• **WORK INSTRUCTIONS**: Rewrite the lines below with every "outline every instance" changed to "trace each occurrence" and everything else kept the same. Leave the pictures out of your answer.
* BEGIN *
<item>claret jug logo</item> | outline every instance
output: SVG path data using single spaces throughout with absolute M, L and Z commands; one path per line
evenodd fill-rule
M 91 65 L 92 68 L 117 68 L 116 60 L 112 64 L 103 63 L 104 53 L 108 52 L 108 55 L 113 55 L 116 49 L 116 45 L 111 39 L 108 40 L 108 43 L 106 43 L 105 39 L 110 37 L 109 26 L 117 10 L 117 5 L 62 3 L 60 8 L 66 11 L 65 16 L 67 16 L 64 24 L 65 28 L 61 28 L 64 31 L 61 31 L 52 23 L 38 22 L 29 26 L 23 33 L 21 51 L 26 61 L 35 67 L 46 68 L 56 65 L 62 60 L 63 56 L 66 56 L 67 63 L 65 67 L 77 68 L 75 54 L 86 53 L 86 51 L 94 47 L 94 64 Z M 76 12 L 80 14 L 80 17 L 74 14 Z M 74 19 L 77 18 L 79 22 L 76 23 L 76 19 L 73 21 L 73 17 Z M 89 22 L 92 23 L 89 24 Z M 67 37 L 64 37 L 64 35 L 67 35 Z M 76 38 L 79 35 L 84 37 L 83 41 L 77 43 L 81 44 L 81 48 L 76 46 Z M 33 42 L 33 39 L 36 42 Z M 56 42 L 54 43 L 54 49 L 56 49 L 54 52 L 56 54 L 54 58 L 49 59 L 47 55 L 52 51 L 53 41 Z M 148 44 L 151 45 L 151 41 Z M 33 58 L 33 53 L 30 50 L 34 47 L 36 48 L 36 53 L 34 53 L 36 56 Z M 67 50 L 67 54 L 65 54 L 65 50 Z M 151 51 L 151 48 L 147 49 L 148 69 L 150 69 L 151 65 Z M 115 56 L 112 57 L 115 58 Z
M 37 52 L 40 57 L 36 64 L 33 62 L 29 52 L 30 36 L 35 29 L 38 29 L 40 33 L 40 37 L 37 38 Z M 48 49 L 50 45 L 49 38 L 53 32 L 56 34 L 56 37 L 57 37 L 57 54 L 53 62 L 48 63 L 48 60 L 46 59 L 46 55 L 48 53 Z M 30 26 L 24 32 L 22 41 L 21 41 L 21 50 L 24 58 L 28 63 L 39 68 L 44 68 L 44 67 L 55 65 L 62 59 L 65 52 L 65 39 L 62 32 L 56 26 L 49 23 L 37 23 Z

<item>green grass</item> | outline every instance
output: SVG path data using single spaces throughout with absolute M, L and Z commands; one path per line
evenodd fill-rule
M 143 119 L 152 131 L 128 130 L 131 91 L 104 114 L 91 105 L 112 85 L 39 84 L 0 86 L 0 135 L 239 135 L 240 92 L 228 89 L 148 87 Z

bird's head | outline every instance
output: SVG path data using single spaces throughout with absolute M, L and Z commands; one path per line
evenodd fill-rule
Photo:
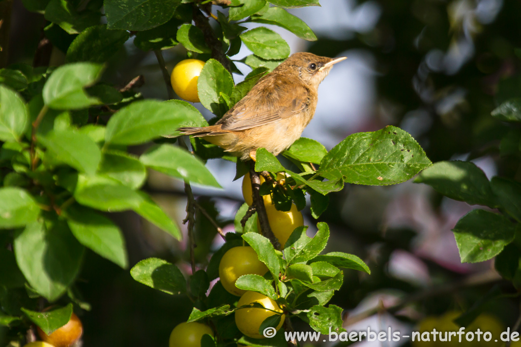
* END *
• **WRITTEN ANSWER**:
<item>claret jug logo</item> | trace each occurrence
output: SVG path data using single spaces throughout with absolute M, L and Z commands; one path per line
evenodd fill-rule
M 91 65 L 92 68 L 117 68 L 116 60 L 112 64 L 103 63 L 104 53 L 108 52 L 108 55 L 113 55 L 116 49 L 116 45 L 111 39 L 108 40 L 108 43 L 106 43 L 105 39 L 110 37 L 109 26 L 117 10 L 117 5 L 62 3 L 60 8 L 66 11 L 65 16 L 67 16 L 64 24 L 65 28 L 61 28 L 64 31 L 61 31 L 52 23 L 38 22 L 29 26 L 23 33 L 21 51 L 26 61 L 35 67 L 46 68 L 56 65 L 62 60 L 63 56 L 66 56 L 67 63 L 65 67 L 77 68 L 75 54 L 86 53 L 86 51 L 94 47 L 94 64 Z M 76 12 L 80 14 L 80 17 L 74 14 Z M 74 19 L 77 18 L 79 22 L 76 23 L 76 19 L 73 21 L 73 17 Z M 89 22 L 92 23 L 89 24 Z M 67 37 L 64 37 L 64 35 L 67 35 Z M 76 38 L 79 35 L 84 37 L 83 41 L 77 43 L 81 44 L 81 48 L 76 46 Z M 33 42 L 33 39 L 36 42 Z M 56 42 L 54 43 L 54 49 L 56 49 L 54 52 L 56 54 L 54 58 L 49 59 L 47 55 L 52 51 L 53 41 Z M 148 44 L 151 45 L 151 41 Z M 33 58 L 33 53 L 30 50 L 34 47 L 36 48 L 36 53 L 34 53 L 36 56 Z M 67 50 L 67 54 L 65 54 L 65 50 Z M 151 51 L 151 48 L 147 49 L 148 69 L 150 69 L 151 65 Z M 115 56 L 112 57 L 115 58 Z
M 37 52 L 40 57 L 36 64 L 33 62 L 29 52 L 30 36 L 35 29 L 38 29 L 40 33 L 40 37 L 37 38 Z M 48 49 L 50 45 L 49 38 L 53 32 L 56 34 L 56 37 L 57 37 L 57 54 L 53 62 L 48 63 L 48 60 L 46 59 L 46 55 L 48 53 Z M 30 26 L 24 32 L 22 41 L 21 41 L 21 50 L 24 58 L 28 63 L 39 68 L 44 68 L 44 67 L 55 65 L 62 59 L 65 52 L 65 39 L 62 32 L 56 26 L 49 23 L 37 23 Z

<item>green grass</item> | trace each occurrence
output: SVG path data using single spaces throughout with absolute M, L and Z commands; one path per line
evenodd fill-rule
M 143 119 L 152 131 L 128 130 L 131 91 L 104 114 L 91 105 L 112 85 L 39 84 L 0 86 L 0 135 L 239 135 L 240 92 L 228 89 L 148 87 Z

bird's head | trace each occurrence
output: SVG path data using single spaces throughout with absolute M, L and Z commands; one path per line
evenodd fill-rule
Photo:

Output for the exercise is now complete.